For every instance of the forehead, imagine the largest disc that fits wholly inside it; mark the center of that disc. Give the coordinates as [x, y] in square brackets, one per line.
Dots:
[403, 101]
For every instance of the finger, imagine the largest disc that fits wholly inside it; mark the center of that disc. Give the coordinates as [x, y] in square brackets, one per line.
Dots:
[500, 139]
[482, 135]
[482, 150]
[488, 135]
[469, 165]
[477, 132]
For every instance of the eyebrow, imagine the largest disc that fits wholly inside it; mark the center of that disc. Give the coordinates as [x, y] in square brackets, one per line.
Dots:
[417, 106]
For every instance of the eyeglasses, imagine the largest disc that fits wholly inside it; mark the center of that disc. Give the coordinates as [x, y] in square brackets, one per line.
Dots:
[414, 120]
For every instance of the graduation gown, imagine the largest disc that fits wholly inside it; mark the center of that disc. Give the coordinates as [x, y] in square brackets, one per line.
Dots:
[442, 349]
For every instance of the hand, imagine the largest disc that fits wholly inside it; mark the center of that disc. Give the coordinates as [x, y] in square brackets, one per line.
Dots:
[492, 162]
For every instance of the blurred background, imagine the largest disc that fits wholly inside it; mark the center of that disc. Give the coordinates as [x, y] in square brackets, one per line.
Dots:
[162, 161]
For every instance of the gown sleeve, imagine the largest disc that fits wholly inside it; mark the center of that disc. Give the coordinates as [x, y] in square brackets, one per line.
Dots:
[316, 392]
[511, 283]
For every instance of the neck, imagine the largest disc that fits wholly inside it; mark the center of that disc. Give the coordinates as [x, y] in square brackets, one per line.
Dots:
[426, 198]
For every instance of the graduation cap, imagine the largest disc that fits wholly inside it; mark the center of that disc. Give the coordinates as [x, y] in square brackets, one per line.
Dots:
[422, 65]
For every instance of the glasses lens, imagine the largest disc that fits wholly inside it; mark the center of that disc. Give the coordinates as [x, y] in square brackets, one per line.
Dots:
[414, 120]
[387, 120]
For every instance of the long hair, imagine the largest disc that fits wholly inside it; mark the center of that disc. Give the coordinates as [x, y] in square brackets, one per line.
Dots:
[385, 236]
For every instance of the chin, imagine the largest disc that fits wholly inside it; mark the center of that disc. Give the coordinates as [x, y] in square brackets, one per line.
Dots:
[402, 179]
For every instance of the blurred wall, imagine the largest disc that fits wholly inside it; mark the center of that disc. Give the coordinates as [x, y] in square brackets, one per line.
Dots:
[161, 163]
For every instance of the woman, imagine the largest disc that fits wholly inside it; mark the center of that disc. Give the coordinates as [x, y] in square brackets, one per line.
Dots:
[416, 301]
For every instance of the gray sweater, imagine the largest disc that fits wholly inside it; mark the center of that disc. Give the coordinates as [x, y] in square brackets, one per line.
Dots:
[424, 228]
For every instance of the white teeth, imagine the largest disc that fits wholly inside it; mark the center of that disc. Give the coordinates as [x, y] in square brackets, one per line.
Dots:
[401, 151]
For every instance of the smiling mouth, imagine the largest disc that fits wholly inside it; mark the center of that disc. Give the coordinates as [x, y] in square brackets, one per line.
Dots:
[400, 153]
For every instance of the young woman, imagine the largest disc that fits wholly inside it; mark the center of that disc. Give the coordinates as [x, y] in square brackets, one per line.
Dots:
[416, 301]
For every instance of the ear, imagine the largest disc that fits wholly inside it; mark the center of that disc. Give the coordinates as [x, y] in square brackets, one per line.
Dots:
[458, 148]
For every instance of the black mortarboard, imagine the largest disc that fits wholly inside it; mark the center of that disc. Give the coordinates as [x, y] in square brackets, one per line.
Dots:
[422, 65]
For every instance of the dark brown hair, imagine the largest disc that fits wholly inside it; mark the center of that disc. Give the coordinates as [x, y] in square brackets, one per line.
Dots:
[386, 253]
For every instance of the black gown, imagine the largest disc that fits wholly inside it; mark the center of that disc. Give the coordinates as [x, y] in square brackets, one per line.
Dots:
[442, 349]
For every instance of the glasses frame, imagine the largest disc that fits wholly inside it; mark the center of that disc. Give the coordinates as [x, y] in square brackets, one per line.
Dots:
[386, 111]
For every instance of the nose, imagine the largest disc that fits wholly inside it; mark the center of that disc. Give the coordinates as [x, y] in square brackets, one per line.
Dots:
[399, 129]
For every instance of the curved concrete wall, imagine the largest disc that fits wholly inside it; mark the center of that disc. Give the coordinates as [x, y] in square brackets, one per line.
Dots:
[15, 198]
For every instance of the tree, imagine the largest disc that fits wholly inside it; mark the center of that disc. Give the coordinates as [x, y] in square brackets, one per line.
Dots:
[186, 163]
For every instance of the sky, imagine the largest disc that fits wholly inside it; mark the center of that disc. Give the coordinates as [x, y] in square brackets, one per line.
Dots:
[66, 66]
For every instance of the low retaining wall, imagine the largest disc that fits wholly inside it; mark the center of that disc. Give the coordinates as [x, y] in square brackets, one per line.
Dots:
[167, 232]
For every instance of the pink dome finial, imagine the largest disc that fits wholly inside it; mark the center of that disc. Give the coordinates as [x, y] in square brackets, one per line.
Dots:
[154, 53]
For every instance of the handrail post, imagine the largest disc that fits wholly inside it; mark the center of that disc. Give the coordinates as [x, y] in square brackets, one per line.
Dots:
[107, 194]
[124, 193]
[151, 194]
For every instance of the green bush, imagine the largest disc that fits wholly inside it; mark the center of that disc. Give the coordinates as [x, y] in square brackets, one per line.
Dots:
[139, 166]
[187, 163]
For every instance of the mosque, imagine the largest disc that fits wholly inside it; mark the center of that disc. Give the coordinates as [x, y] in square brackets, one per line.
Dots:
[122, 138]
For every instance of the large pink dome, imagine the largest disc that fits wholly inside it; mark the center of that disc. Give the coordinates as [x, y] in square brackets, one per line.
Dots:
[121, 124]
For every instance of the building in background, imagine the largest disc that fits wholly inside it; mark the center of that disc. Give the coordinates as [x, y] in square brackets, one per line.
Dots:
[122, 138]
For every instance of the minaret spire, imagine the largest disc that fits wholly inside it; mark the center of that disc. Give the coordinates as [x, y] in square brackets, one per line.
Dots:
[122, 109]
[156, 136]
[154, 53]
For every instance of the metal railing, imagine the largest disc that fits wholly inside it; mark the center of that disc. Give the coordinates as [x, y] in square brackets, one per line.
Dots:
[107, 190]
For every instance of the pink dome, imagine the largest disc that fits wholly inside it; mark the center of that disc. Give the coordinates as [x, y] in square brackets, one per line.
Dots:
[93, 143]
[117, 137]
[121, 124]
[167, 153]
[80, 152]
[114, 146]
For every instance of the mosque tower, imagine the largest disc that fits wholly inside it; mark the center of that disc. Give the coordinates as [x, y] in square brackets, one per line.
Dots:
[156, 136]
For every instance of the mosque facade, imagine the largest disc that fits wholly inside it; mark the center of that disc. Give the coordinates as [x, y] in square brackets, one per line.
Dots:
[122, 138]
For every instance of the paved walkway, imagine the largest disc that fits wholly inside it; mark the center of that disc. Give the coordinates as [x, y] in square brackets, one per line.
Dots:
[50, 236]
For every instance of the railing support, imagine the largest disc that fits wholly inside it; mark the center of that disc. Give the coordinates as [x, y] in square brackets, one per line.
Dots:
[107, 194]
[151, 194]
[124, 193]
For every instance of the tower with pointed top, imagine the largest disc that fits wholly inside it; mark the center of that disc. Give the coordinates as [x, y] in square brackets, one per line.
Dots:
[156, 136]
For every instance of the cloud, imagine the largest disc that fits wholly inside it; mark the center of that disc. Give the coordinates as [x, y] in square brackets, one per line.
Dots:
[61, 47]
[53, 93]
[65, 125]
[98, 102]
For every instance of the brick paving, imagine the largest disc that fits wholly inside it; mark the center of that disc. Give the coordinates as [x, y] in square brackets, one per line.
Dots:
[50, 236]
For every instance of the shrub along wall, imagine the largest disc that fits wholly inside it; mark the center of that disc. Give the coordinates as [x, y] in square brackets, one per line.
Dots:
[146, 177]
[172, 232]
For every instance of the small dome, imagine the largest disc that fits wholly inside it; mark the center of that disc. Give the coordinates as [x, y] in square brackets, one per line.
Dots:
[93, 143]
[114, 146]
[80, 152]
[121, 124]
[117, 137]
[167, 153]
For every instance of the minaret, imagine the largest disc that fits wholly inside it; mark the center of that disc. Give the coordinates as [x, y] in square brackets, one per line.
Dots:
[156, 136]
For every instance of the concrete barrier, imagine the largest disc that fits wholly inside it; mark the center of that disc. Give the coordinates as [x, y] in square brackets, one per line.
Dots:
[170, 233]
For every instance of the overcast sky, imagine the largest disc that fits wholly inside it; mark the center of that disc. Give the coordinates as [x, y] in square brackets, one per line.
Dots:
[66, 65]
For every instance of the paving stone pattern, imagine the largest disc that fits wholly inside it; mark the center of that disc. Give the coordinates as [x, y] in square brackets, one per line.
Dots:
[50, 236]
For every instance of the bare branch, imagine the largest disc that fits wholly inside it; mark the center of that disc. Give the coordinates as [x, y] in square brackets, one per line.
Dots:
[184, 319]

-------------------------

▶ **Given exercise**: Reproduce word for word everything from the line containing "For every instance of the bare" down to the end of the items above.

▶ **Answer to this task**:
For every instance of the bare branch, imagine the largest disc that fits wholly inside it; mark the center of that disc. Give the coordinates as [x, y] in square brackets, one per line.
Dots:
[184, 319]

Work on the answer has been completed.